• Aim
From the line that holds "Return one point per instance of the white fur, each" to the last line of the data, copy everything exactly; leave out all the rest.

• Data extract
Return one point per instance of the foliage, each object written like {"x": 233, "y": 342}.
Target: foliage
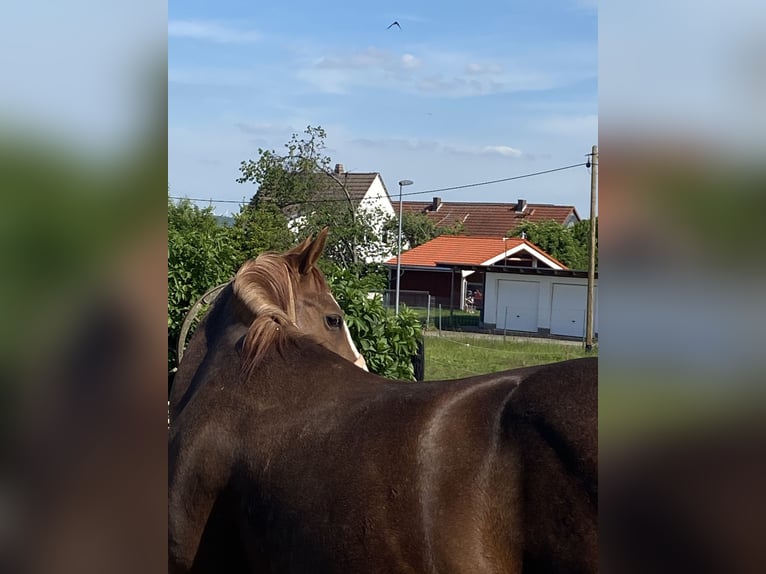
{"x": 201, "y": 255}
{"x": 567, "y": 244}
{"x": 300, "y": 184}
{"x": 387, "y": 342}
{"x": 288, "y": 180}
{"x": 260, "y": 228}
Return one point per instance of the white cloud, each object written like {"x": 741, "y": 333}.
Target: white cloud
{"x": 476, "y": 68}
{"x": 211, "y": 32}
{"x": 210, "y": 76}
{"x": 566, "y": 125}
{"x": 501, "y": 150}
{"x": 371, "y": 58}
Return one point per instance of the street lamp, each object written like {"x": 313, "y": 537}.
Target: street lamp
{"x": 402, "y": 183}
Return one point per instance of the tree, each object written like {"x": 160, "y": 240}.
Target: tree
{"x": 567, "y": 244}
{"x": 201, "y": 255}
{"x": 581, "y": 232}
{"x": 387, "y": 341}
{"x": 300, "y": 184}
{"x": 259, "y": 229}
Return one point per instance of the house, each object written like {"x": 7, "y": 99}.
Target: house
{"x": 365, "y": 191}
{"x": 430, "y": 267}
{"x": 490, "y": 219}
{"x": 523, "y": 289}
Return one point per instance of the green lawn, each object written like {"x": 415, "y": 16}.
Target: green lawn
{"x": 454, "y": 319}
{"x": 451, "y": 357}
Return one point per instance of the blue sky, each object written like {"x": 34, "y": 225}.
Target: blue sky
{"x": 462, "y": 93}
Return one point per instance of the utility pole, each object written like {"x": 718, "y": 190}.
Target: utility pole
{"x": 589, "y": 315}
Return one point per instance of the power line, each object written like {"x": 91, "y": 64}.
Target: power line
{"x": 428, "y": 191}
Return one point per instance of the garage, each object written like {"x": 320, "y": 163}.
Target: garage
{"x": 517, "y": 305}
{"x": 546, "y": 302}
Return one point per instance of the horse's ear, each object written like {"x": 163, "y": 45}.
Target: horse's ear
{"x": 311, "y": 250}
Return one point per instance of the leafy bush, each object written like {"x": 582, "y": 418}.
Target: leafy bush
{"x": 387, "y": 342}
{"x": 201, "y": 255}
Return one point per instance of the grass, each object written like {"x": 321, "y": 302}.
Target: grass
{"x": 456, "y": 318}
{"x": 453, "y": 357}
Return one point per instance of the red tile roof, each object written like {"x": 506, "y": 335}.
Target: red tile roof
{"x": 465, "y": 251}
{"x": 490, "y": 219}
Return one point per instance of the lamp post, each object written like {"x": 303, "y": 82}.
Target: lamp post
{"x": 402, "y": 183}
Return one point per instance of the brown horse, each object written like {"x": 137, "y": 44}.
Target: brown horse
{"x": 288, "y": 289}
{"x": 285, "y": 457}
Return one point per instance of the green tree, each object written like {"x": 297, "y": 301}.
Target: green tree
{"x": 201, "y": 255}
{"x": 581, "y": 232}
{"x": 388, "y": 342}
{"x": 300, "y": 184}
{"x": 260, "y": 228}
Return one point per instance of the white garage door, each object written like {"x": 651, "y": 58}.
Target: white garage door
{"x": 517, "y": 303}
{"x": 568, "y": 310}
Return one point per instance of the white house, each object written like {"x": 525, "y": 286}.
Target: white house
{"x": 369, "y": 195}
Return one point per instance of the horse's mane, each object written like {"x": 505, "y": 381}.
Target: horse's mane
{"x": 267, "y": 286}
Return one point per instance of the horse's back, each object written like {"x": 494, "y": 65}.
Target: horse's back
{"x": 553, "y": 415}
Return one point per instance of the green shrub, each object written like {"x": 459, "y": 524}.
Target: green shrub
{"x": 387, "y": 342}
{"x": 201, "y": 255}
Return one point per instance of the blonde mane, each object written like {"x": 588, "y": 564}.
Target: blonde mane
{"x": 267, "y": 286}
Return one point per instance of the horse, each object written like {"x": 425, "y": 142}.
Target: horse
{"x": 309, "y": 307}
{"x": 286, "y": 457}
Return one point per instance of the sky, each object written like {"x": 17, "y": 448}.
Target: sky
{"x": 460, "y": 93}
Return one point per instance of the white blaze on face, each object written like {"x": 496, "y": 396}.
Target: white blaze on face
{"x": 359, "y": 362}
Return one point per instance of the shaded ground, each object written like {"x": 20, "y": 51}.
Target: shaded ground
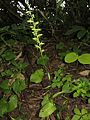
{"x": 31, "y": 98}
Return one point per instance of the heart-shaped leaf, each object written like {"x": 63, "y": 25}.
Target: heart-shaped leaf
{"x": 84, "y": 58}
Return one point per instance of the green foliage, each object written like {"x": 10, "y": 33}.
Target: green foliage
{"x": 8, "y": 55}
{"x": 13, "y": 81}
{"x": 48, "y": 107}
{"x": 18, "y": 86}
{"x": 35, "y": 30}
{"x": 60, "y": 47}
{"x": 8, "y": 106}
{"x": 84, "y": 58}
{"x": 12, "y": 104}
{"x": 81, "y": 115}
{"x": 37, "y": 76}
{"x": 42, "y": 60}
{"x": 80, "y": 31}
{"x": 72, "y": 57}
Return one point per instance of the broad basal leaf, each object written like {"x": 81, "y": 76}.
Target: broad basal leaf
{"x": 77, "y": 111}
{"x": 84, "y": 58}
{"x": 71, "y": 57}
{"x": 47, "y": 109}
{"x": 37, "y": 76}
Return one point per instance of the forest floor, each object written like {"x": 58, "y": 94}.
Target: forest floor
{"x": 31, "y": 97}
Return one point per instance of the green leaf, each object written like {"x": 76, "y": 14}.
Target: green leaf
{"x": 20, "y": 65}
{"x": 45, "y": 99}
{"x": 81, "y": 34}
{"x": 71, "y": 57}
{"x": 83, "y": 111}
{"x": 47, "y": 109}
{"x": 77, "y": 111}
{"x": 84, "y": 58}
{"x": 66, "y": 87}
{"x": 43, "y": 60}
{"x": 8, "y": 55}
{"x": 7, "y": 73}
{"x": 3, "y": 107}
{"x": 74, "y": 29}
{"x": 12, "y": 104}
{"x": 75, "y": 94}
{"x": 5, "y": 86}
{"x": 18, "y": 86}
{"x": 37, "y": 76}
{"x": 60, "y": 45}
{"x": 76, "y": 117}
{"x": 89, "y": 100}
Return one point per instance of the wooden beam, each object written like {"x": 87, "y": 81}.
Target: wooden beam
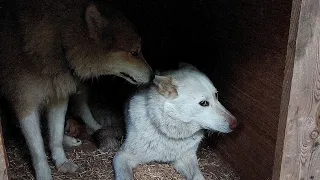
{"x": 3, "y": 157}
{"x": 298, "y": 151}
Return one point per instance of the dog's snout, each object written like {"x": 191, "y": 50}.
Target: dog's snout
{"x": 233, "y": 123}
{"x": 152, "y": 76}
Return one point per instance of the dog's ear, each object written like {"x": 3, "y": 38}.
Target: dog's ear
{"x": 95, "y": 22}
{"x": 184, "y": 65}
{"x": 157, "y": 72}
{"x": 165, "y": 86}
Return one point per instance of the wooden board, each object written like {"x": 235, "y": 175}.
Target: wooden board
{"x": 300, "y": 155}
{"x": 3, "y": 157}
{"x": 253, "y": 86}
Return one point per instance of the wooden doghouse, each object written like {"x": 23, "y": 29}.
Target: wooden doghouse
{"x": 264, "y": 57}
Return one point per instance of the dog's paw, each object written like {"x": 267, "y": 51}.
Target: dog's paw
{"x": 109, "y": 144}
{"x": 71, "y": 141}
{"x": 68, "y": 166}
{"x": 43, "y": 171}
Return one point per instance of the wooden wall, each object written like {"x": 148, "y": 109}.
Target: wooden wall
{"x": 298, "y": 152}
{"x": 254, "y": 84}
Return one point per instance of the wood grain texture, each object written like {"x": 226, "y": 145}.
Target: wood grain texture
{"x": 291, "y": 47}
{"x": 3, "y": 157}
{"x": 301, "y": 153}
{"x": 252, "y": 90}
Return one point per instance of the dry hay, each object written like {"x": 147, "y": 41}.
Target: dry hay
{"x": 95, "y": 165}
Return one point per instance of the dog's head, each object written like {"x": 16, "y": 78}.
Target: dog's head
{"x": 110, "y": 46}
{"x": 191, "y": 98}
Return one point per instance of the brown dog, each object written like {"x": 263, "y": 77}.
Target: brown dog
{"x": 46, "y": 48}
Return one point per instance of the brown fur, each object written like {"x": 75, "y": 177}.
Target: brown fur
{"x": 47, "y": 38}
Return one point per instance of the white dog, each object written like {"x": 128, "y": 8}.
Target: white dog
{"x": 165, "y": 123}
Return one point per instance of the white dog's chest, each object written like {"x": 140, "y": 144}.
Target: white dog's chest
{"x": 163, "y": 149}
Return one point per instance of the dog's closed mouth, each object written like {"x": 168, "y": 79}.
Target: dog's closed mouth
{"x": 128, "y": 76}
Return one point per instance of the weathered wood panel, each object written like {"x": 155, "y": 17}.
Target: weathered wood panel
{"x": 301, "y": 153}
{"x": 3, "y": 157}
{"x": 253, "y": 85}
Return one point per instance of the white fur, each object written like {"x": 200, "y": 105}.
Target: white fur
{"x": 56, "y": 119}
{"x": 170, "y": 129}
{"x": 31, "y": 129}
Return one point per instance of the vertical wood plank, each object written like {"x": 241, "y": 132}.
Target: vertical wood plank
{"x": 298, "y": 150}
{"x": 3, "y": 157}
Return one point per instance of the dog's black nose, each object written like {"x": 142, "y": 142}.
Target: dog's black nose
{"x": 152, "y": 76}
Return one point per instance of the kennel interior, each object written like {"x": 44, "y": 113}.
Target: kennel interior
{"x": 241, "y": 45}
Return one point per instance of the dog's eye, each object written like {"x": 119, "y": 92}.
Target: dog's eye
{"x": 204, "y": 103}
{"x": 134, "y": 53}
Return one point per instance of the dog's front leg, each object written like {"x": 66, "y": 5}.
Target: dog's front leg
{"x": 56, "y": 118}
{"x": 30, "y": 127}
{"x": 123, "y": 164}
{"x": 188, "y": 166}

• Answer for the task
Return one point per instance of the white fur, each object written like {"x": 200, "y": 105}.
Target: white fur
{"x": 56, "y": 119}
{"x": 170, "y": 129}
{"x": 31, "y": 129}
Return one point per instance of the vertical wood plank, each object written like {"x": 241, "y": 132}.
Target: vertical wood plank
{"x": 298, "y": 150}
{"x": 3, "y": 157}
Return one point per instance of the dog's black nose, each object written like {"x": 142, "y": 142}.
Target: dog's black nose
{"x": 152, "y": 76}
Return one point per instance of the kennel interior, each object written like {"x": 44, "y": 113}.
Target: kennel interior
{"x": 241, "y": 45}
Return one point per instance of the dog's eye, each object written like {"x": 119, "y": 92}.
Target: dog's eye
{"x": 204, "y": 103}
{"x": 134, "y": 53}
Return one point per instance of the dog's front leg, each object written like {"x": 66, "y": 5}.
Target: dog's front leg
{"x": 56, "y": 118}
{"x": 30, "y": 127}
{"x": 123, "y": 164}
{"x": 188, "y": 166}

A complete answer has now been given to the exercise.